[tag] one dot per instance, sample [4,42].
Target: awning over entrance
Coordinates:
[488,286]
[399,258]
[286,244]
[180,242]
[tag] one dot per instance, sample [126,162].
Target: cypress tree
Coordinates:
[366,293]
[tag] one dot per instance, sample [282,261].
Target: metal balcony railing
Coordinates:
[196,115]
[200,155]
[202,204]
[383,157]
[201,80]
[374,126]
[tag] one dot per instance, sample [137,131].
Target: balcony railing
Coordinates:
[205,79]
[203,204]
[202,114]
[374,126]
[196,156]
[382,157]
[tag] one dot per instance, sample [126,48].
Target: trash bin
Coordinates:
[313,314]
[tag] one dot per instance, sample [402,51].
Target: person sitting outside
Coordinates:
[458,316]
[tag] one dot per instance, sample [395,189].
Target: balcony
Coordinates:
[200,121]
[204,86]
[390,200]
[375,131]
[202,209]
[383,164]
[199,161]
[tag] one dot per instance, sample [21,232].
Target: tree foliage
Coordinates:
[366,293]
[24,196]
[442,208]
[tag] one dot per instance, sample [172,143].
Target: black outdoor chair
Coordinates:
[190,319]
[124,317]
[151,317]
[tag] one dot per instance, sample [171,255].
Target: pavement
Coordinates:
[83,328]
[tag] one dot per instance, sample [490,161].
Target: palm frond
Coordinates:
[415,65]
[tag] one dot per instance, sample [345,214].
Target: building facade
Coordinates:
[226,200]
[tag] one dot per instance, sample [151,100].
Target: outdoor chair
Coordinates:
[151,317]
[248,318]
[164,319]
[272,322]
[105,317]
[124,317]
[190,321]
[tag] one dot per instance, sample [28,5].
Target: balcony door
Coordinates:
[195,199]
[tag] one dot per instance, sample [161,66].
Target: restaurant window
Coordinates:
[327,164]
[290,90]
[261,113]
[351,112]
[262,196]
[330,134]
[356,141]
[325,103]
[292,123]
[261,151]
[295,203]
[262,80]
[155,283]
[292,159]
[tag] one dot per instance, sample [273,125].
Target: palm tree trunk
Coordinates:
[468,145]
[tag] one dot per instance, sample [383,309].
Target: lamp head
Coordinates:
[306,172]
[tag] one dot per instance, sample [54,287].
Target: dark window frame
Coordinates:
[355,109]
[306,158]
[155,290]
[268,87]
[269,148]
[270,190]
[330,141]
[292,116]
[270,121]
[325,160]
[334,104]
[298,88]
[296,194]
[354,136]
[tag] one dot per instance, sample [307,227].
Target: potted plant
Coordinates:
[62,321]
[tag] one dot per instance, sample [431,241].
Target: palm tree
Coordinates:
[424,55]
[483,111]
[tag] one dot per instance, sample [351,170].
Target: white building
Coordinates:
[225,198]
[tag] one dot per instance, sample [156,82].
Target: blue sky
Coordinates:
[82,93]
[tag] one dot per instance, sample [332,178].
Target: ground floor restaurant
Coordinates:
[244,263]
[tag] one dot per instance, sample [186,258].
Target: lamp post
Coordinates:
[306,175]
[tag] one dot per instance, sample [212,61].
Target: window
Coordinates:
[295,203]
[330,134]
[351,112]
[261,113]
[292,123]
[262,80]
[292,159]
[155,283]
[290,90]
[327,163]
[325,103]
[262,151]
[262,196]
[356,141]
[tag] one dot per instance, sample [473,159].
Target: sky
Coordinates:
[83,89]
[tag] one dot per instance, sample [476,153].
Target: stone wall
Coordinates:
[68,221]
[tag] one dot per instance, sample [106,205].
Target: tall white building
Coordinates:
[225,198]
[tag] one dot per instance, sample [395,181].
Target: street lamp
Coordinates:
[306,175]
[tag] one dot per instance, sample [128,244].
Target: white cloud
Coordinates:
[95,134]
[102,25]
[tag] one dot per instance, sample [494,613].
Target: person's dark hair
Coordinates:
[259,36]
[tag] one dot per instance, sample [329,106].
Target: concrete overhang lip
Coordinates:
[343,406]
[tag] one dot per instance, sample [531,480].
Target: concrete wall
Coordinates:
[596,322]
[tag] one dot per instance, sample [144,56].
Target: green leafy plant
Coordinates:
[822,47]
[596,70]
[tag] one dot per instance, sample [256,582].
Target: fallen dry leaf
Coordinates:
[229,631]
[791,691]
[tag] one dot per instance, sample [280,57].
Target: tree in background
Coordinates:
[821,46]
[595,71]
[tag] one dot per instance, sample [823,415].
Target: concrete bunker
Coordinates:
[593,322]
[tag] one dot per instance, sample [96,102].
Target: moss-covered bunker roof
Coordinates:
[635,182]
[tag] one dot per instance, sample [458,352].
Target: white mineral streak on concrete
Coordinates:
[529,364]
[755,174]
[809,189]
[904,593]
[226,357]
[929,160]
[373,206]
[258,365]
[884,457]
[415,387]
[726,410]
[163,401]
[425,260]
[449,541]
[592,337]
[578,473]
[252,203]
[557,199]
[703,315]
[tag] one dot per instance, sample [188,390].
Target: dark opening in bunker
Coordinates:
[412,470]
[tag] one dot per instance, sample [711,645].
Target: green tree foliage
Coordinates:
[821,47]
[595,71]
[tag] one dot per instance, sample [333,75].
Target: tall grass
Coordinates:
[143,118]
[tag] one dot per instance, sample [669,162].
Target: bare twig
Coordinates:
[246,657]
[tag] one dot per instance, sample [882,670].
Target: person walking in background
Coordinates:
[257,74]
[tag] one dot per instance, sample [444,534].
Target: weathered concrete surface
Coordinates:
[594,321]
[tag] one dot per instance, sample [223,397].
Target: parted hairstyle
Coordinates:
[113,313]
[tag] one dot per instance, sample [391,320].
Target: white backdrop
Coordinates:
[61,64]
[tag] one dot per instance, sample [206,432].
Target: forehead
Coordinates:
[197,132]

AUFGABENSTELLUNG: Schreiben Sie sämtliche Daten oben vollständig und Zeile für Zeile unverändert ab.

ANTWORT:
[tag] one dot per instance, sample [4,42].
Target: awning over entrance
Coordinates:
[488,286]
[399,258]
[286,244]
[180,242]
[tag] one dot per instance, sample [126,162].
Target: cypress tree
Coordinates:
[366,293]
[tag] one dot per instance, sample [282,261].
Target: metal balcony railing
Coordinates:
[196,115]
[200,155]
[202,204]
[383,157]
[201,80]
[374,126]
[tag] one dot per instance, sample [137,131].
Target: balcony railing
Coordinates:
[205,79]
[203,204]
[202,114]
[374,126]
[196,156]
[382,157]
[tag] one dot per instance, sample [126,48].
Target: trash bin
Coordinates:
[313,314]
[tag] one dot per instance, sample [402,51].
Target: person sitting outside
Coordinates:
[458,316]
[tag] one dot per instance, sample [395,189].
Target: balcony
Coordinates:
[200,121]
[204,86]
[390,200]
[375,131]
[202,209]
[383,164]
[199,161]
[tag] one dot per instance, sample [21,232].
Target: tree foliage
Coordinates:
[366,293]
[24,196]
[442,208]
[tag] one dot per instance, sample [172,143].
Target: black outdoor chair
Coordinates:
[190,319]
[124,317]
[151,317]
[tag] one dot per instance, sample [171,255].
Target: pavement
Coordinates:
[83,328]
[tag] one dot per instance, sample [490,161].
Target: palm frond
Coordinates:
[415,65]
[tag] one dot per instance, sample [345,214].
Target: building facade
Coordinates:
[226,200]
[tag] one dot per instance, sample [151,100].
Target: outdoor chair
Coordinates:
[151,317]
[248,318]
[164,319]
[272,322]
[105,317]
[124,317]
[190,321]
[tag] one dot per instance, sample [28,5].
Target: balcony door
Coordinates:
[195,199]
[tag] one dot per instance, sample [161,66].
Target: restaurant window
Coordinates:
[327,164]
[290,90]
[261,113]
[351,112]
[262,196]
[330,134]
[356,141]
[325,103]
[292,123]
[261,151]
[295,203]
[262,80]
[155,283]
[292,159]
[tag] one dot per instance, sample [273,125].
Target: palm tree trunk
Coordinates:
[468,145]
[tag] one dot per instance, sample [383,309].
Target: lamp head
Coordinates:
[306,172]
[tag] one dot per instance, sample [54,287].
Target: dark window frame
Coordinates:
[355,109]
[306,158]
[155,290]
[268,87]
[269,148]
[270,190]
[330,141]
[292,116]
[270,121]
[325,160]
[334,104]
[298,88]
[296,194]
[354,136]
[tag] one dot per instance, sample [307,227].
Target: potted plant
Coordinates:
[62,321]
[tag] one dot per instance, sample [431,241].
Target: palm tree
Coordinates:
[424,55]
[483,111]
[tag] one dot per instance, sample [351,170].
Target: white building
Coordinates:
[225,198]
[tag] one dot per instance, sample [156,82].
Target: blue sky
Coordinates:
[82,93]
[tag] one dot per instance, sample [332,178].
Target: ground floor restaurant
Coordinates:
[244,263]
[tag] one dot per instance, sample [186,258].
Target: lamp post
Coordinates:
[306,175]
[tag] one dot per instance, sample [212,61].
Target: window
Coordinates:
[295,203]
[330,134]
[351,112]
[261,113]
[292,123]
[262,80]
[292,159]
[155,283]
[290,90]
[327,163]
[325,103]
[262,151]
[262,196]
[356,141]
[tag] one dot per instance, sample [473,159].
Target: sky
Coordinates:
[83,89]
[tag] one dot per instance, sample [476,153].
Target: stone wall
Coordinates:
[68,221]
[tag] one dot per instance, sample [106,205].
Target: tall white building
Coordinates:
[225,198]
[tag] one dot per instance, sample [395,181].
Target: street lamp
Coordinates:
[306,175]
[tag] one dot per instance, sample [128,244].
Target: white cloud
Coordinates:
[95,134]
[102,25]
[tag] one dot per instance, sample [494,613].
Target: person's dark hair
Coordinates:
[259,36]
[tag] one dot per instance, sample [329,106].
Target: concrete overhang lip
Coordinates:
[343,406]
[tag] one dot per instance, sample [531,480].
Target: concrete wall
Coordinates:
[596,322]
[tag] one dot per instance, sample [144,56].
Target: green leafy plant
Coordinates:
[822,47]
[596,70]
[tag] one dot per instance, sample [256,582].
Target: fallen dry leaf
Coordinates:
[229,631]
[791,691]
[tag] one dot per instance, sample [280,57].
Target: tree in background
Coordinates:
[821,46]
[595,71]
[tag] one dot per instance, sample [823,415].
Target: concrete bunker
Coordinates:
[593,322]
[tag] one dot per instance, sample [96,102].
Target: moss-covered bunker roof
Coordinates:
[635,182]
[tag] one dot per instance, sample [458,352].
Target: white mineral streak on concrete
Coordinates:
[529,364]
[755,174]
[809,189]
[904,593]
[226,357]
[929,160]
[373,206]
[258,365]
[884,457]
[415,387]
[726,410]
[163,401]
[425,260]
[449,541]
[592,337]
[578,473]
[252,203]
[557,199]
[703,315]
[tag] one dot per instance, sample [188,390].
Target: dark opening in bunker
Coordinates:
[412,470]
[tag] one dot per instance, sample [711,645].
Target: green tree foliage
Coordinates:
[821,47]
[595,71]
[tag] one dot per instance, sample [333,75].
Target: tall grass
Coordinates:
[143,118]
[tag] one dot per instance, sample [669,162].
Target: bare twig
Coordinates:
[246,657]
[tag] one dot per instance, sample [882,670].
Target: person walking in background
Coordinates:
[257,74]
[tag] one dot per instance, sample [444,534].
Target: weathered concrete surface
Coordinates:
[594,321]
[tag] one dot per instance, sample [223,397].
Target: parted hairstyle
Coordinates:
[113,313]
[tag] one dot per instance, sample [391,320].
Target: white backdrop
Coordinates:
[61,64]
[tag] one dot per instance, sample [206,432].
Target: forehead
Coordinates:
[197,132]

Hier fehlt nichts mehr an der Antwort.